#### WHAT NEEDS TO BE DONE:
Copy each of the records below word for word. Leave the pictures out.

#### RECORDED DATA:
-.-.-
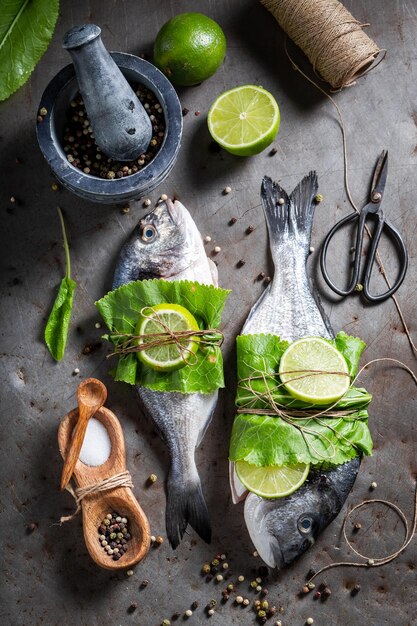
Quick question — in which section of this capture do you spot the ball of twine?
[260,0,381,89]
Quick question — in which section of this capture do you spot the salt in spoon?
[61,378,107,490]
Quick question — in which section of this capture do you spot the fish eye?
[298,515,314,533]
[142,224,157,243]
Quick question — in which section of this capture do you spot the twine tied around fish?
[106,306,224,365]
[237,368,363,460]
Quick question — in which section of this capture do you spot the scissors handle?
[363,215,408,303]
[320,207,408,303]
[320,213,365,296]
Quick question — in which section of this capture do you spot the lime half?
[136,304,199,372]
[236,461,310,498]
[207,85,280,156]
[279,337,350,405]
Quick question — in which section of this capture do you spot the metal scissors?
[320,150,408,303]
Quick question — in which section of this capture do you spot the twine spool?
[260,0,381,89]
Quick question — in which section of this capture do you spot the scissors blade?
[371,150,388,202]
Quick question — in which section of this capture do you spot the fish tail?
[261,172,318,247]
[166,474,211,549]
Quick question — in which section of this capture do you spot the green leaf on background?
[96,279,229,393]
[45,276,76,361]
[229,332,372,466]
[45,207,76,361]
[0,0,59,100]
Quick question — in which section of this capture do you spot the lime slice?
[207,85,280,156]
[136,303,199,372]
[279,337,350,405]
[236,461,310,498]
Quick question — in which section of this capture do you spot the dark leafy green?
[229,332,372,466]
[45,208,76,361]
[96,279,229,393]
[0,0,59,100]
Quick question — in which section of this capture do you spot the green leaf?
[229,333,372,466]
[44,207,76,361]
[0,0,59,100]
[45,276,76,361]
[96,279,229,393]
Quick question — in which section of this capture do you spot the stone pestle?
[63,24,152,161]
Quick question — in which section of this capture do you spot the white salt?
[79,417,111,466]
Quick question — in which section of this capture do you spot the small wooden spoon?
[61,378,107,490]
[58,407,151,570]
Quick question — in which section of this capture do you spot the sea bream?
[231,172,360,568]
[113,199,218,548]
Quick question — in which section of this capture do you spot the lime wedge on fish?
[207,85,280,156]
[279,337,350,405]
[235,461,310,498]
[136,303,199,372]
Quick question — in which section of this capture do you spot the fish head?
[113,199,202,289]
[245,457,360,569]
[245,494,322,569]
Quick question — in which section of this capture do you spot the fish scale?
[234,172,360,569]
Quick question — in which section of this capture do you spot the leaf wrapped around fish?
[96,279,229,393]
[229,332,372,467]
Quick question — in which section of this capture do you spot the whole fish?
[113,200,218,548]
[231,172,360,568]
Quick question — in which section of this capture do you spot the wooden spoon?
[58,407,151,570]
[61,378,107,490]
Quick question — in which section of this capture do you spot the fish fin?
[165,476,211,550]
[261,172,318,245]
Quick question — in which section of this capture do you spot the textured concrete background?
[0,0,417,626]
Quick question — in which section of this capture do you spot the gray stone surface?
[0,0,417,626]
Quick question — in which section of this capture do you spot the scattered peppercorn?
[26,522,38,535]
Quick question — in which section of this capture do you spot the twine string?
[261,0,384,90]
[284,40,417,354]
[107,306,224,365]
[60,470,133,524]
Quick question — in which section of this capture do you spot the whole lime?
[153,13,226,86]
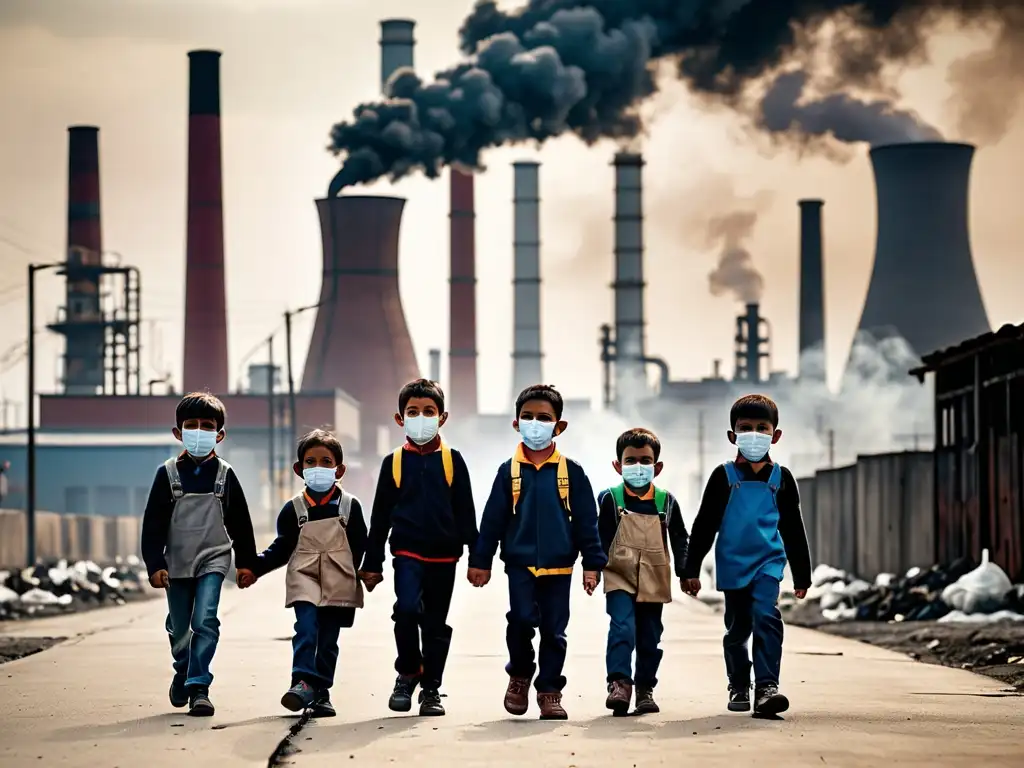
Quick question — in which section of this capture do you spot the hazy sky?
[0,0,1024,418]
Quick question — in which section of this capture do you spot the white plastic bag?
[942,549,1013,615]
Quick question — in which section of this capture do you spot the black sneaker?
[729,684,751,712]
[309,691,338,718]
[167,675,188,710]
[387,675,420,712]
[188,688,214,718]
[754,684,790,715]
[420,688,444,717]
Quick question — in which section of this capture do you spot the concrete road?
-.-.-
#### COMPLETE RESPONSE:
Quick question — in which section of this capture do you spot the ball of twine?
[260,0,381,89]
Quick question — in which section of this capture do you spot the salt in spoon?
[61,378,107,490]
Quick question — in which section of this capture do you spot the fish eye?
[298,515,314,533]
[142,224,157,243]
Quick question — in which section of this capture do you spot the twine tied around fish?
[106,306,224,365]
[237,368,363,460]
Quick question — in which section of this capture do you spot the scissors handle?
[363,215,408,303]
[320,207,408,303]
[320,213,365,296]
Quick question — in which section of this capture do you spot the lime half?
[136,304,199,372]
[236,461,310,498]
[207,85,280,156]
[279,337,350,405]
Quick question — in which section of this capture do you spot the metal scissors?
[320,150,408,303]
Quick question — in which section of this capture do you spot the twine spool?
[260,0,381,89]
Quick question — in which section of this capture do you spot the scissors blade?
[371,150,388,202]
Quick question — in which section of this capture do you spot the fish tail?
[261,172,318,247]
[166,474,211,549]
Quick question — in which section of this capture do you spot the green leaf on background?
[96,279,229,393]
[45,276,76,361]
[229,332,372,466]
[45,207,76,361]
[0,0,59,100]
Quick question — in which section of this capture do you spot the lime slice?
[207,85,280,156]
[136,303,199,372]
[279,337,350,405]
[236,461,310,498]
Quick question — in which section of this capture do you spot the dark leafy green?
[229,332,372,466]
[45,208,76,361]
[96,279,229,393]
[0,0,59,100]
Quick question — in which section of this capture do you spot the green leaf?
[229,333,372,466]
[44,207,76,361]
[0,0,59,100]
[45,276,76,361]
[96,279,229,393]
Quick question — in which section of this capture do you spot the stone pestle?
[63,24,152,161]
Quick question — in which section of this capture do you spot the white salt?
[79,417,111,466]
Quick question — in which section of this capture do you spot the small wooden spoon?
[61,378,107,490]
[58,407,151,570]
Quick question — in which section of this capture do you spot the sea bream?
[231,172,360,568]
[113,199,218,548]
Quick question — in which section of this capture do you spot the lime wedge on fish?
[207,85,280,156]
[279,337,350,405]
[235,461,310,498]
[136,303,199,372]
Quick question — in which section of this capture do you spot the fish head?
[113,199,202,289]
[245,457,360,569]
[245,494,322,569]
Quick question — in which section of this capture do you spot the fish scale?
[234,172,360,569]
Quick question — in which section of this capture do you spot the leaf wrapped around fish?
[96,279,229,393]
[229,332,372,467]
Quick question — in which section of this capture do you spot the whole fish?
[113,200,218,548]
[231,172,360,568]
Quick question — in which section of this capture do you spot the wooden spoon?
[58,407,151,570]
[61,378,107,490]
Quick question — in which section of this capture do you spot the fish fin?
[165,476,211,550]
[261,172,318,245]
Quick question — in which section of this capture do you spot the textured concrete background?
[0,0,417,626]
Quick question — in which section of this capture do you spot the gray stone surface?
[0,0,417,626]
Quick question — in which section of this capture do you spot the scattered peppercorn?
[26,522,38,535]
Quick question — in which section of this capture do you spot the twine string?
[261,0,384,90]
[284,40,417,354]
[107,306,224,365]
[60,470,133,524]
Quick question — in which section of this capture do you spot the whole lime?
[153,13,226,86]
Quick question — in which section of this capture do you spot the hazy sky?
[0,0,1024,418]
Quick question — in which section of this capture do you spot the white plastic bag?
[942,549,1013,615]
Quick question — in which section of this capture do you spot the black sneaker?
[729,684,751,712]
[309,691,338,718]
[167,675,188,710]
[387,675,420,712]
[188,688,214,718]
[754,684,790,715]
[420,688,444,717]
Quick question — in which section of this capture do you spot the concrete road?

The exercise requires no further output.